- Problem details
Reproduce the passage in the article about Harrelson and the baseball lockout word for word, from "Baseball has come" up to and including "telephone this week.".

- Source document
***
He dabbled in professional golf and amateur boxing and was a flamboyant, bigger-than-life character with a lifetime of stories of brushes with great athletes and celebrities from many walks of life.

The Hawk is also a baseball fan.

And not a very happy one these days.

Baseball has come to a halt because of an owners lockout and their failure to reach a collective-bargaining agreement with the players’ union, canceling the first two series of the season.

He’s like a lot of us. He’s perplexed by it all. And he’s angry.

“I’ll tell you what, it’s hard for me to understand, it really is,” Harrelson told the Sun-Times, speaking from his winter home in Orlando, Florida, by telephone this week.

“When I broke in, the minimum salary was $6,000. What is it now, $700,000?”

Harrelson chuckles at the number.

“I guess it’s what the market will bear,” he said.

At 80, Harrelson has a passion and love for his Sox that’s as strong as ever. With the team primed for another season of contending for a World Series, his level of anticipation for the season is as high as it gets. Or was.

“I’m just going to sit back, strap it down and see what goes on,” he said. “I know one thing, it’s going to cost us some fans. There is no doubt about that. As long as I’ve been in the game — I love the game — but I’m [ticked off]. I really am.”

Dadgummit!

“You ask what side I’m on, I’m on the side of the fans,” he said. “It seems to me there certainly can be a compromise that can be reached. I’m not sitting in the room, but it just seems unnecessary.”

It seemed a good time to check in on Harrelson, who sat alongside Sox fans for 33 of his 42 seasons in the booth, cheering with them through many of the franchise’s greatest moments. Three seasons removed from his last one in 2018, Harrelson is well, thank you, but he navigates life at more moderate speeds.
***
[Entries from a point-annotation set]
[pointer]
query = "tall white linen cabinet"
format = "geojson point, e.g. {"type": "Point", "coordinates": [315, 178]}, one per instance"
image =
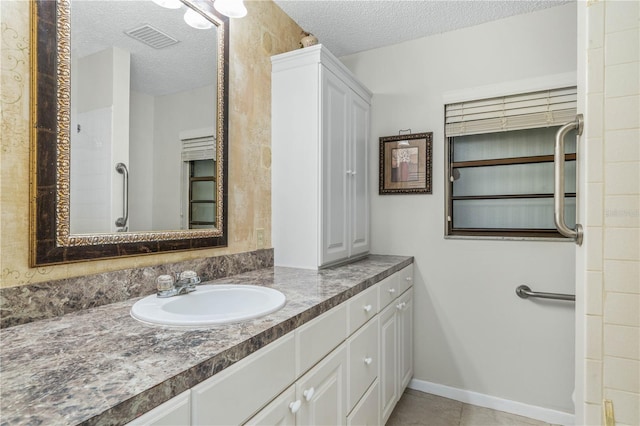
{"type": "Point", "coordinates": [320, 118]}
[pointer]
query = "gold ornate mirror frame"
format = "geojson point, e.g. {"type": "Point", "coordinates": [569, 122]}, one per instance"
{"type": "Point", "coordinates": [51, 240]}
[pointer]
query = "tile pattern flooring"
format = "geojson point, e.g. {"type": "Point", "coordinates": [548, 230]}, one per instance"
***
- Full response
Baseball has come to a halt because of an owners lockout and their failure to reach a collective-bargaining agreement with the players’ union, canceling the first two series of the season.

He’s like a lot of us. He’s perplexed by it all. And he’s angry.

“I’ll tell you what, it’s hard for me to understand, it really is,” Harrelson told the Sun-Times, speaking from his winter home in Orlando, Florida, by telephone this week.